Alıntı Metin -
↓↓↓

Hadîs ve tefsîr âlimlerinden. Tebe-i tâbiîndendir. Çok ibâdet eder, şüphelilere
düşmek korkusuyla mubahların çoğunu terk ederdi. Âdem bin Ebî İyâs'ın diğer bir
ismi (Abdurrahmân) veya (Nahiye) olup künyesi, Ebü'l-Hasen'dir. 132 (m. 749)'de
Horasan'da Merv şehrinde doğup 221 (m. 835)'de, Abbasî halifelerinden Mu'tasım
Billâh'ın halifeliği zamanında Askalân'da vefât etti.
Âdem Askalânî (r.a.) Bağdâd'da yetişmiş olup, orada bir çok zâttan ilim tahsil
etti. Daha sonra, seyahate çıkıp, her birisi birer ilim ve irfan merkezi olan,
Kûfe, Basra, Hicaz, Mısır ve Şam'a gitti. Buralarda büyük âlimler ile görüşüp
onlardan ilim öğrendi ve bir çok hadîs-i şerîf rivâyet etti. Daha sonra
Askalân'a dönüp orada yerleşti. Bu sebeble kendisine Âdem-i Askalânî denir.
Hadîs kitaplarında, bu zâttan başka Âdem bin Ebî İyâs nâmında başka kimse
yoktur. Kendisi, Şu'be bin Haccâc, İbn-i Yûnus, İbn-i Ebî Zi'b, Hammâd bin
Seleme, Leys bin Sa'd ve başka âlimlerden rivâyetlerde bulundu. Kendisinden de,
İmâm-ı Buhârî, İmâm-ı Nesâî, Ebû Dâvûd, İbn-i Mâce, Taberânî, Dârimî, Ebû Zûr'a,
Ebû Hatim ve başka zâtlar rivâyetlerde bulunmuşlardır. Ebû Hatim diyor ki, "Âdem
bin Ebî İyâs, Allahü teâlânın hayırlı kullarından biri olup, sika (güvenilir)
emin ve muteber bir zâttı." İmâm-ı Ahmed bin Hanbel buyuruyor ki: "Şu'be bin
Haccâc'ın huzurunda, dâima hadîs-i şerîf zabtı (dinlediği hadîs-i şerîfleri
yazmak) ile meşgul olan altı zâttan birisi de Âdem bir Ebî İyâs'dır.
Âdem bin Ebî İyâs (r.a.) öğrendiği hadîs-i şerîfleri yazmak suretiyle toplar,
buna çok itinâ gösterirdi. Ve bunun için de kendisine (Verrâk) denirdi. Kendisi
şöyle diyor: "Ben Seri-ul-Hat idim. Ya'nî çok sür'atli yazı yazardım. Şu'be Bin
Haccâc'dan işittiklerimi hemen yazardım ve insanlar da benim yazdıklarımdan
alırlardı."

↑↑↑

İstenenler -
[1] Âdem bin Ebî İyâs hakkındaki metne göre onun Bağdâd'dan sonra seyahate çıkıp gittiği yerlerin tamamını sıralayın.
[2] Âdem bin Ebî İyâs hakkındaki metin şu ifadeleri doğruluyor mu? (a) Merv şehrinde doğmuştur. (b) Bağdâd'da vefat etmiştir. (c) Kendisine "Verrâk" adı verilirdi. Her biri için evet ya da hayır deyin ve karar veren sözleri metinden aynen alıntılayın.
[3] Âdem bin Ebî İyâs hakkındaki metni bittiği yerden sürdürün.
Kayıtlar burada hiçbir şekilde kullanılmaz.

Verilen Malzeme -
↓↓↓

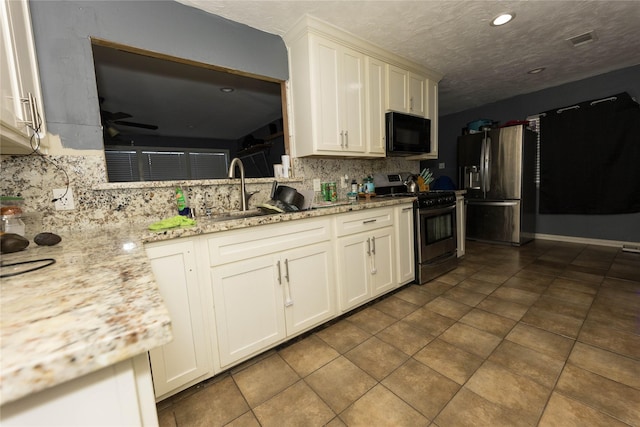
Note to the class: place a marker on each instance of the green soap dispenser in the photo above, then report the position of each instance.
(183, 209)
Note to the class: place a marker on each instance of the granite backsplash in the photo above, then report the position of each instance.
(99, 204)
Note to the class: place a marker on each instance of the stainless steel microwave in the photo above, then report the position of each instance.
(407, 135)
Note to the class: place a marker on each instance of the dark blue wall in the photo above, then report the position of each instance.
(608, 227)
(62, 31)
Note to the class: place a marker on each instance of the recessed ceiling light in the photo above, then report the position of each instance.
(536, 70)
(502, 19)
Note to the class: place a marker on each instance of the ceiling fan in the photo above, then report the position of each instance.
(109, 119)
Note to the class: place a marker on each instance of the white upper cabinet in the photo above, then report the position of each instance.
(376, 74)
(340, 88)
(21, 109)
(406, 91)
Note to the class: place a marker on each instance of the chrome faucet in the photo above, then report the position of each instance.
(243, 196)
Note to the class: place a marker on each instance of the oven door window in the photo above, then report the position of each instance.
(437, 233)
(437, 228)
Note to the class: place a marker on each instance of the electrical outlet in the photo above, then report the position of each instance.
(63, 202)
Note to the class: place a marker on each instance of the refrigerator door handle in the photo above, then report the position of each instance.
(482, 169)
(487, 168)
(484, 203)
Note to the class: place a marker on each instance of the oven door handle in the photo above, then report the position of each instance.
(437, 211)
(507, 203)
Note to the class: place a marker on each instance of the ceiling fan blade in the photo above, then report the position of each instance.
(136, 125)
(108, 115)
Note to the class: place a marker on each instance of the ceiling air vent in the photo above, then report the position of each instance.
(581, 39)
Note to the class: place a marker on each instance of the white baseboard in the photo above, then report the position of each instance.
(588, 241)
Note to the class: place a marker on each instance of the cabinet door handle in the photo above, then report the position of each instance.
(286, 269)
(279, 273)
(288, 301)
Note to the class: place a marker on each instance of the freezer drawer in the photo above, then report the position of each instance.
(496, 221)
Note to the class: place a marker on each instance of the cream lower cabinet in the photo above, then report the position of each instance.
(366, 256)
(249, 307)
(405, 243)
(187, 359)
(118, 395)
(268, 284)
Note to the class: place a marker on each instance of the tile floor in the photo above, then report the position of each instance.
(547, 334)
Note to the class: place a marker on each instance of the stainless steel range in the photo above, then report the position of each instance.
(435, 226)
(436, 234)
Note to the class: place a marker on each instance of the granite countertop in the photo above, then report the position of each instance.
(98, 304)
(205, 225)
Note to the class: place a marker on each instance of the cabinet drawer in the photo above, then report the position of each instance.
(235, 245)
(369, 219)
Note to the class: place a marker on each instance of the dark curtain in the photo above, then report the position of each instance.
(590, 158)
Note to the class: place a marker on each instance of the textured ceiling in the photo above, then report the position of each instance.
(480, 63)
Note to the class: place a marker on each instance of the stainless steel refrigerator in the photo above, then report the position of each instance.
(497, 168)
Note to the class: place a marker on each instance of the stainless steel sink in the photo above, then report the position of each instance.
(233, 215)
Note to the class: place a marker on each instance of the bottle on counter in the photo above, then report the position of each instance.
(183, 209)
(369, 187)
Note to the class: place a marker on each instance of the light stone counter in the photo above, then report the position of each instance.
(205, 225)
(99, 303)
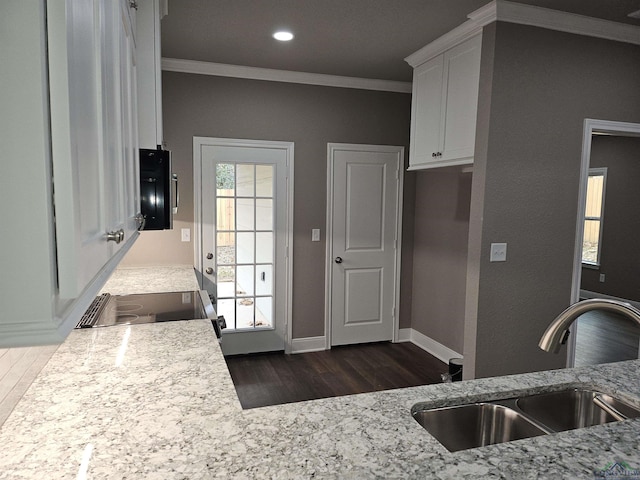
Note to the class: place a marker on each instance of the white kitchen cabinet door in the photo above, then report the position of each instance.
(149, 74)
(70, 134)
(426, 111)
(462, 80)
(444, 107)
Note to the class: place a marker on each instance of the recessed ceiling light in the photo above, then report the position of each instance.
(283, 36)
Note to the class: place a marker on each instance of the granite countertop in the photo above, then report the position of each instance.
(156, 401)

↑↑↑

Sırayla Yanıtlar -
[1] Kûfe, Basra, Hicaz, Mısır, Şam

[2]
(a) Evet: "Horasan'da Merv şehrinde doğup"
(b) Hayır: "Askalân'da vefât etti"
(c) Evet: "Ve bunun için de kendisine (Verrâk) denirdi."

[3]
Muhammed bin Attâb diyor ki: "Adem-i Askalânî'yi ziyârete gittim. Abdullah bin
Sâlih'in size selâmı var" dedim. "Sen, ona benden selâm götürme" dedi. "Niçin?"
deyince, "O Kur'ân-ı kerîmin mahlûk olduğunu söylüyormuş" dedi. Ben, "O, bu
sözüne pişman olduğunu herkese bildirdi" dedim, "Öyle ise, ona bizim selâmımızı
söyleyebilirsin" buyurdu. "Ben Bağdâd'a gitmek istiyorum bir emriniz var mı?"
diye sorunca; O, "Bağdâd'a varınca, Ahmed bin Hanbel'i ziyâret edip selâmımızı
söyle ve de ki; "Her halde Allahü teâlâdan kork ve her an O'na yakın olmaya
gayret et Hiçbir, kimse senin sağlamağını bozama-sın" dedi ve "Sizi Allahü
teâlâya isyana sevk eden kimseye itâat etmeyiniz hadîs-i şerîfini, Leys bin
Sa'd'ın bana rivâyet ettiğini de kendisine haber ver" buyurdu. Nihayet Bağdâd'a
gelip İmâm-ı Ahmed'i ziyâret
ettim. Adem-i Askalânî'nin sözlerini ve hadîs-i şerîfi söyledim. Çok memnun oldu
ve "Allahü teâlâ ona hayatında da, vefâtında da rahmet eylesin. Ne güzel
nasîhatlerde bulunmuş" buyurdu. Âdem Askalânî'nin (r.a.) rivâyet ettiği bir
hadîs-i şerîf:
"Müslüman, dilinden ve elinden müslümanların
selâmette bulunduğu kimsedir."
KAYNAKLAR
1)
Kâmûs-ul-a'lâm cild-1, sh-lil
2)
Tehzîb-üt-tehzîb
cild-1, sh-196
3)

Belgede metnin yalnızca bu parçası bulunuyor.